RAW DATA
____

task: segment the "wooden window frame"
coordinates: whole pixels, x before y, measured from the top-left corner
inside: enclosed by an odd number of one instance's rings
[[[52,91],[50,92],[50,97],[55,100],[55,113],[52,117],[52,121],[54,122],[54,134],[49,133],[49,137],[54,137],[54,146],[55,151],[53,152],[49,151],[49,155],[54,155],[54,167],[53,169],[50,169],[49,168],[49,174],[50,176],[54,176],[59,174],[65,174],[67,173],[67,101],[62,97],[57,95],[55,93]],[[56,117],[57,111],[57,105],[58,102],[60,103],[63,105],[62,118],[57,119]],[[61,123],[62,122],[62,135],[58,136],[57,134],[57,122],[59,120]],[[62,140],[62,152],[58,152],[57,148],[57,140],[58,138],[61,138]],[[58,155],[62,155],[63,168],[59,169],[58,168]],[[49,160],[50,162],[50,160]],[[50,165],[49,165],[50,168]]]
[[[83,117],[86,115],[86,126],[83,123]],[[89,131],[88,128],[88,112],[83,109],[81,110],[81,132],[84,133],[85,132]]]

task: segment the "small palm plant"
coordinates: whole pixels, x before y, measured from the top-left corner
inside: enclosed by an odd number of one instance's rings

____

GIVEN REQUEST
The entries above should be repeated exactly, every one of them.

TASK ANSWER
task: segment the "wooden window frame"
coordinates: whole pixels, x before y, measured from the top-left corner
inside: enclosed by an odd number of one instance's rings
[[[52,91],[50,92],[50,97],[55,100],[55,113],[52,117],[52,121],[54,122],[54,134],[49,133],[49,137],[54,137],[54,146],[55,151],[53,152],[49,151],[49,155],[54,155],[54,167],[53,169],[50,169],[49,168],[49,174],[50,176],[54,176],[59,174],[65,174],[67,173],[67,101],[62,97],[57,95],[55,93]],[[56,117],[57,111],[57,105],[58,102],[60,103],[63,105],[62,118],[57,119]],[[61,123],[62,122],[62,135],[58,136],[57,134],[57,122],[59,120]],[[62,140],[62,152],[58,152],[57,148],[57,140],[58,138],[61,138]],[[58,155],[62,155],[63,168],[59,169],[58,168]],[[49,160],[50,162],[50,160]],[[50,165],[49,165],[50,168]]]
[[[83,117],[86,115],[86,126],[83,123]],[[89,131],[88,128],[88,112],[83,109],[81,110],[81,132],[84,133],[85,132]]]

task: segment the "small palm plant"
coordinates: whole pixels, x before y, measured from the top-left corner
inside: enclosed by an odd number of one instance's rings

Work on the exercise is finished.